Try it >> Lines containing "street": state how many there are in these entries, and write only that number.

Record set >>
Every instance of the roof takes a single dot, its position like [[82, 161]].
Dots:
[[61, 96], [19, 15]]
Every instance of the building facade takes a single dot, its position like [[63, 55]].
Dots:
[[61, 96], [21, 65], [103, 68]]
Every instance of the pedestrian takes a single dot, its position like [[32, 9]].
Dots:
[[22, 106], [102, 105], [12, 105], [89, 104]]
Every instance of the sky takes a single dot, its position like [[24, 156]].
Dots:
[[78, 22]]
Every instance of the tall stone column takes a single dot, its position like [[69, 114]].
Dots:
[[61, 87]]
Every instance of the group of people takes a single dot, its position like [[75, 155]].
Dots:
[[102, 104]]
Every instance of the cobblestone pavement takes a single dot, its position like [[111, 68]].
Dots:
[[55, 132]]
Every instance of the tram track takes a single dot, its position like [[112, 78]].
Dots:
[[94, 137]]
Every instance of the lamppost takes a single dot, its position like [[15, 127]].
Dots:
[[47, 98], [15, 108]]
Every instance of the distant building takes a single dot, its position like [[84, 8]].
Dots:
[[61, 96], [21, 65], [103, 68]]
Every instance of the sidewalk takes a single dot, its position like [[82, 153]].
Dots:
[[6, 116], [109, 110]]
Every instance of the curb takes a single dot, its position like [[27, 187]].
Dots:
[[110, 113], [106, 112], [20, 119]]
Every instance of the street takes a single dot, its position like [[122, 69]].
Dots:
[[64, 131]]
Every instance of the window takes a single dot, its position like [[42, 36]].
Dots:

---

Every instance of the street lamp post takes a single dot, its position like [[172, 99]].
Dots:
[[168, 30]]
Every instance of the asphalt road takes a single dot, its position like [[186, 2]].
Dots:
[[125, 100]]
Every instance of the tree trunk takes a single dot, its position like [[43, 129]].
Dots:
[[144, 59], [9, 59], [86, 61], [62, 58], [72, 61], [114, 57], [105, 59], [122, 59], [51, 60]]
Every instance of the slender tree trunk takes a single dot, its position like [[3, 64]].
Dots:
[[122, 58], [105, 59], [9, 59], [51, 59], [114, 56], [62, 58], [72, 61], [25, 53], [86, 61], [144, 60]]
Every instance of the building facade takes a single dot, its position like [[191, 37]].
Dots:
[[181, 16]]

Worked solution >> 2